Work task: Set down the listing again, word for word.

Source data:
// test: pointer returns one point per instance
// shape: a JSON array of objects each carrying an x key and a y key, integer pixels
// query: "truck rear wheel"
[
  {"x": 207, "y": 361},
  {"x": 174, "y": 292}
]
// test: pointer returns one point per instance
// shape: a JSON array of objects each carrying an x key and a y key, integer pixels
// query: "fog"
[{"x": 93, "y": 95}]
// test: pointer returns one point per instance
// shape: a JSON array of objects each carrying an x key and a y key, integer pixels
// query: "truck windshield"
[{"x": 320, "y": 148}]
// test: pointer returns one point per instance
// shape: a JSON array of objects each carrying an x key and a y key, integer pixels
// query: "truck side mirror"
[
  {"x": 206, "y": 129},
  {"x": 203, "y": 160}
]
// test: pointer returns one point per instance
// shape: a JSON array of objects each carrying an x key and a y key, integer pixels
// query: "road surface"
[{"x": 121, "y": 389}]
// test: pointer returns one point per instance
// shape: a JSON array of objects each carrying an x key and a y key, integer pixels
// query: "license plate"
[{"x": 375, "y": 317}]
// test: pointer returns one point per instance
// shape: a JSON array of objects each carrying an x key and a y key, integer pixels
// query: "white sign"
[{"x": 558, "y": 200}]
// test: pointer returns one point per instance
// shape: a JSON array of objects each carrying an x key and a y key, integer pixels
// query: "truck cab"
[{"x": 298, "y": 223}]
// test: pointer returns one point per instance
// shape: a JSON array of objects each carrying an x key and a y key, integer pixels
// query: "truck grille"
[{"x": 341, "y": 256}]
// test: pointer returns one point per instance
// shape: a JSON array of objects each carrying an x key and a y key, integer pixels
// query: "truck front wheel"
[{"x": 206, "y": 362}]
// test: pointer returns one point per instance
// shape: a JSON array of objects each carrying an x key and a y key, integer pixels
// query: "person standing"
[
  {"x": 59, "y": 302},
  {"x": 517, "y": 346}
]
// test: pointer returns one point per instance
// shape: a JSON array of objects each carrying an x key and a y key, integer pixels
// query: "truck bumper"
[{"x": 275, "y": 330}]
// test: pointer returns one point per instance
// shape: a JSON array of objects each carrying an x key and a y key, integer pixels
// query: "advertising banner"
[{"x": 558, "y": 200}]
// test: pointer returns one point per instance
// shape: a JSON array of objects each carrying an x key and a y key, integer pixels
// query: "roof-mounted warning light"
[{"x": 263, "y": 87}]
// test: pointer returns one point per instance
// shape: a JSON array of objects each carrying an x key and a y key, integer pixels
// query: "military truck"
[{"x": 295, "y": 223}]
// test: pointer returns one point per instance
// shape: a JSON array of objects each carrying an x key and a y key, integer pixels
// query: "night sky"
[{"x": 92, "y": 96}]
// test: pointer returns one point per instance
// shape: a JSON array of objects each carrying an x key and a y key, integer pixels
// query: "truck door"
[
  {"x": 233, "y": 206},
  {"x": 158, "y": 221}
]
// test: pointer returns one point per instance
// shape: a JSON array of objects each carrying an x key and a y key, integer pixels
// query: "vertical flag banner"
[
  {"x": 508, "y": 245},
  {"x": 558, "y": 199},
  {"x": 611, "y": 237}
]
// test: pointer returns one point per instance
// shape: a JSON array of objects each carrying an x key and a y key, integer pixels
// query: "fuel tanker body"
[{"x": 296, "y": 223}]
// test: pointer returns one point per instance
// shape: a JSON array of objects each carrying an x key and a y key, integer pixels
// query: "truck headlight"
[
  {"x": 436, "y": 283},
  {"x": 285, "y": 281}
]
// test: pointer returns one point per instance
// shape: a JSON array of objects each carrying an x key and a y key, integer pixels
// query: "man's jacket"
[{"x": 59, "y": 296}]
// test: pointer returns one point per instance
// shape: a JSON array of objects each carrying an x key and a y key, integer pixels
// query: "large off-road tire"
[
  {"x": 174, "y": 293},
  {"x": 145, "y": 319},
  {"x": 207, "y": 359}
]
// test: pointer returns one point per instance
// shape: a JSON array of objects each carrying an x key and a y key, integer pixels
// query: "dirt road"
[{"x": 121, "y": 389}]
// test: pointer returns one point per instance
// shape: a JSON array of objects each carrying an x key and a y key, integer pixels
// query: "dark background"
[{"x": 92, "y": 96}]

Solution to the exercise:
// test: pointer returns one point per instance
// shape: a JSON array of objects each carrying an x key and a y key, integer pixels
// query: "truck rear wheel"
[
  {"x": 207, "y": 361},
  {"x": 174, "y": 292}
]
// test: pointer returns one point per instance
// shape: a JSON array of objects each carrying an x key and a y key, integer pixels
// query: "fog"
[{"x": 93, "y": 95}]
// test: pointer returns one point per instance
// shape: a JSON array of objects each carrying an x key and a y key, integer pixels
// query: "truck windshield"
[{"x": 320, "y": 148}]
// test: pointer returns one point per instance
// shape: a JSON array of objects each carrying an x key and a y key, integer pixels
// query: "truck side mirror"
[
  {"x": 206, "y": 129},
  {"x": 203, "y": 160}
]
// test: pointer returns one point per instance
// shape: a JSON array of objects each carrying an x key and a y key, integer pixels
// query: "road surface"
[{"x": 121, "y": 389}]
// test: pointer returns one point per instance
// shape: a JSON array of objects each carrying an x key and a y key, integer pixels
// query: "license plate"
[{"x": 375, "y": 317}]
// test: pointer returns one point per instance
// shape: a JSON array of objects each carrying an x key and a y key, integer pixels
// query: "white sign"
[{"x": 558, "y": 200}]
// test: pointer returns one point per instance
// shape: a JSON array of objects each carrying an x key and a y key, integer pixels
// query: "truck cab"
[{"x": 298, "y": 223}]
// test: pointer returns one point per instance
// shape: a JSON array of objects each carrying an x key and a y key, integer pixels
// query: "truck grille"
[{"x": 341, "y": 256}]
// test: pointer returns one point per instance
// shape: a JSON array of objects each carrying an x key and a y key, integer pixels
// query: "truck front wheel"
[{"x": 206, "y": 362}]
// test: pointer returns one point per instance
// shape: a JSON array of objects each carrying an x key and a y key, integer pixels
// query: "person standing"
[
  {"x": 59, "y": 302},
  {"x": 517, "y": 346}
]
// test: pointer returns one point per instance
// shape: a JSON array of objects each carrying an x key and a y key, integer pixels
// query: "truck bumper"
[{"x": 275, "y": 330}]
// test: pointer returns one point per instance
// shape: a JSON array of objects each carrying an x key and a y key, integer pixels
// query: "advertising banner"
[{"x": 558, "y": 200}]
// test: pointer returns one point per instance
// shape: a JSON array of objects each carrying an x key and a y key, integer pixels
// query: "roof-mounted warning light"
[{"x": 263, "y": 87}]
// test: pointer returns one point per instance
// shape: a JSON array of objects each carrying an x key and a y key, integer pixels
// query: "military truck"
[{"x": 295, "y": 223}]
// test: pointer returns one point per instance
// shape: a JSON array of objects each carrying an x key and a y key, integer pixels
// query: "night sky"
[{"x": 92, "y": 96}]
// test: pointer returns one point per instance
// shape: a JSON array of objects each carrying an x key and a y key, integer pixels
// query: "truck door"
[
  {"x": 233, "y": 206},
  {"x": 158, "y": 221}
]
// test: pointer returns one point per instance
// shape: a JSON array of objects each carrying an x key and a y key, integer pixels
// query: "vertical flag banner"
[
  {"x": 508, "y": 245},
  {"x": 558, "y": 199},
  {"x": 611, "y": 237}
]
// test: pointer returns one point per instance
// shape: a JSON array of objects each carrying an x key and a y key, integer pixels
// query: "fuel tanker body"
[{"x": 296, "y": 223}]
// test: pointer returns one point per instance
// shape: a JSON array of objects each carrying an x key and a y key, integer pixels
// query: "truck headlight"
[
  {"x": 436, "y": 283},
  {"x": 285, "y": 281}
]
// test: pointer returns one point per instance
// shape: a JSON array of objects each carrying an x key and a y key, integer pixels
// query: "man's jacket"
[{"x": 59, "y": 296}]
// test: pointer returns one point per instance
// shape: a JSON array of objects each carrying an x key and a y key, integer pixels
// query: "large off-road tire"
[
  {"x": 174, "y": 293},
  {"x": 145, "y": 319},
  {"x": 207, "y": 359}
]
// test: pointer returns one point per instance
// shape: a JSON array of objects each carrying an x key and a y key, integer pixels
// query: "dirt road"
[{"x": 121, "y": 389}]
// test: pointer returns one point per instance
// shape: a JSON array of objects each carrying an x key and a y key, integer pixels
// query: "dark background"
[{"x": 92, "y": 96}]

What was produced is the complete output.